→ **EXTRAIT SOURCE**:
- - - -
Des ondes négatives et destructrices émanaient de ce monstre. Des vagues de terreur pure, glaciale, paralysante.
L'homme en était arrivé à un point que je ne connaîtrais jamais. Il ne savait plus sortir de l'impasse dans laquelle, en jouant, je l'avais conduit à s'enfermer. Il avait essayé de fuir en composant des images transfigurées, abstraites, pour tenter d'y voir plus clair en lui-même. Mais il n'en avait que replongé, et plus profond encore."

Soudain, l'été 1989. L'été d'incertitude…
Il peut suffire d'un rien à des hantises oubliées et à des fantasmes enfouis pour remonter à la surface. Alors, un désir inaccessible exige son aveu. Des rêves sûrement cryptés imposent leur récit. Des lieux connus depuis l'enfance demandent à se dévoiler dans le prisme d'un imaginaire parfois traumatique. L'envie de fuir n'importe où, hors du monde, cherche à s'exprimer dans toutes les nuances de l'angoisse ou de l'étrange. Puis tout un équilibre menace de se rompre.
Mais quel sera le terme de ce voyage au bout de la nuit ? Les ténèbres des abîmes, ou un chant de REQUIEM POUR ÂMES D'OMBRE... ?

Après Seentha, son space opera wagnérien, flamboyant et désespéré, voici Jean-Michel Archaimbault "plus noir que vous ne pensez" dans un tout autre registre.
Quinze textes de fantastique intimiste, sans monstres ni horreurs tangibles, où démons et merveilles surgissent de l'inconscient profond. Quinze perspectives ouvertes sur la fascination ou le vertige...
- - - -
→ **DONNÉES DU LISTING**:
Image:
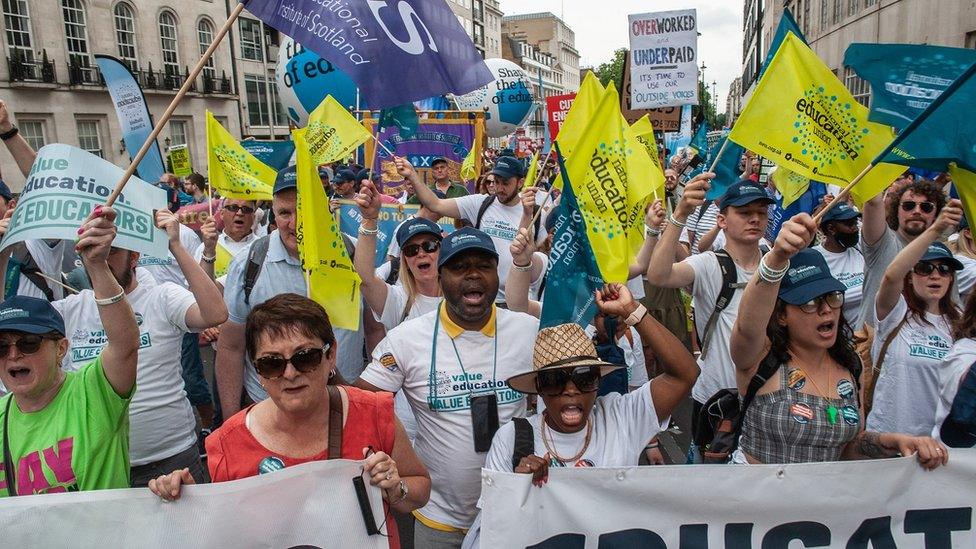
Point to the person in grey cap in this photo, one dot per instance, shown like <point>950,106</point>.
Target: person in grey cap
- - - -
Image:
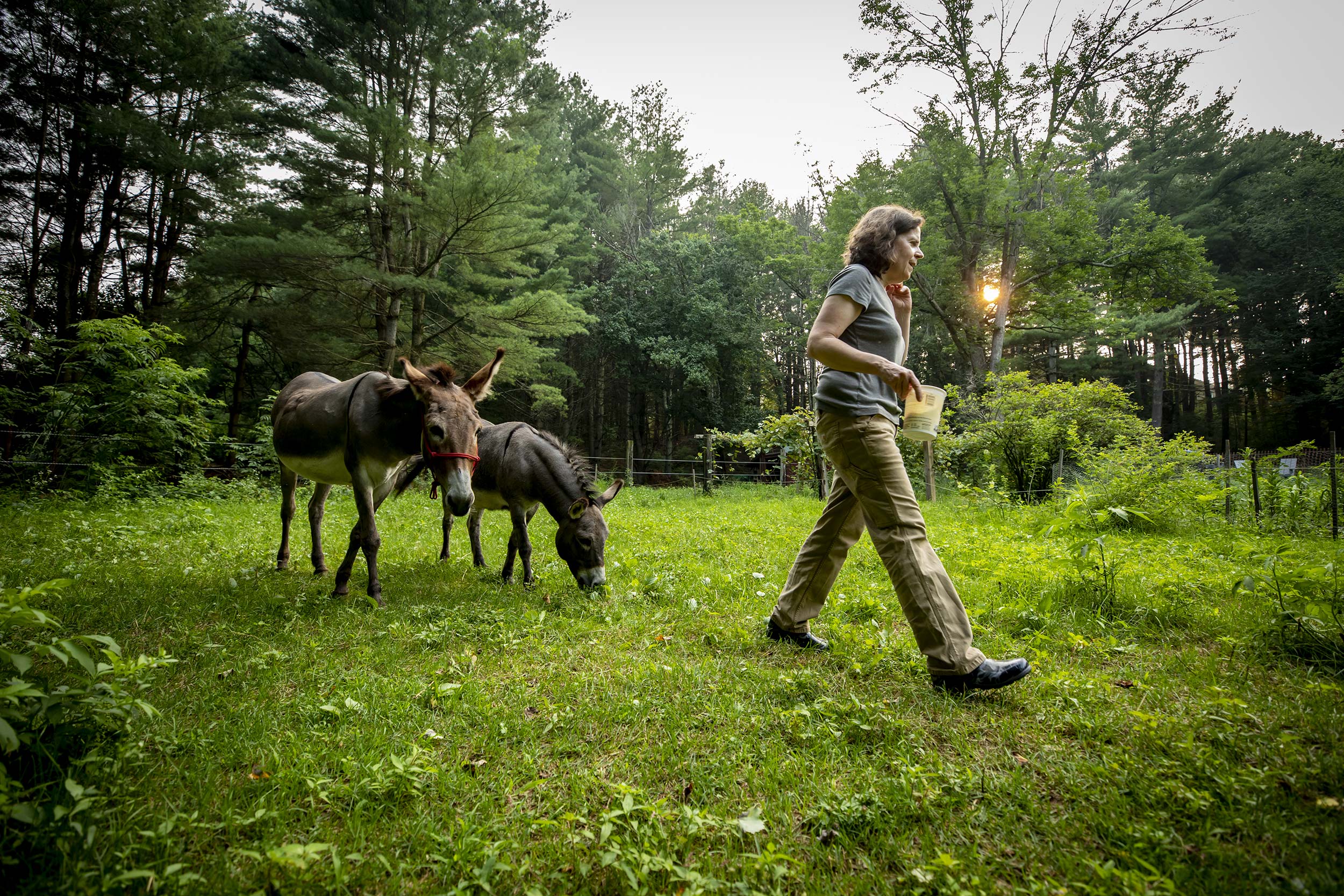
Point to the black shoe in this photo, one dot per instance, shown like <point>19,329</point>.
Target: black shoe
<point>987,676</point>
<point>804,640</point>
- - - -
Recopiez le passage de l'extrait source qui s'ouvre sur les mots « Après Seentha, son » et se clôt sur « tout autre registre. », en substituant « saga » à « space opera ».

→ **RÉPONSE**:
Après Seentha, son saga wagnérien, flamboyant et désespéré, voici Jean-Michel Archaimbault "plus noir que vous ne pensez" dans un tout autre registre.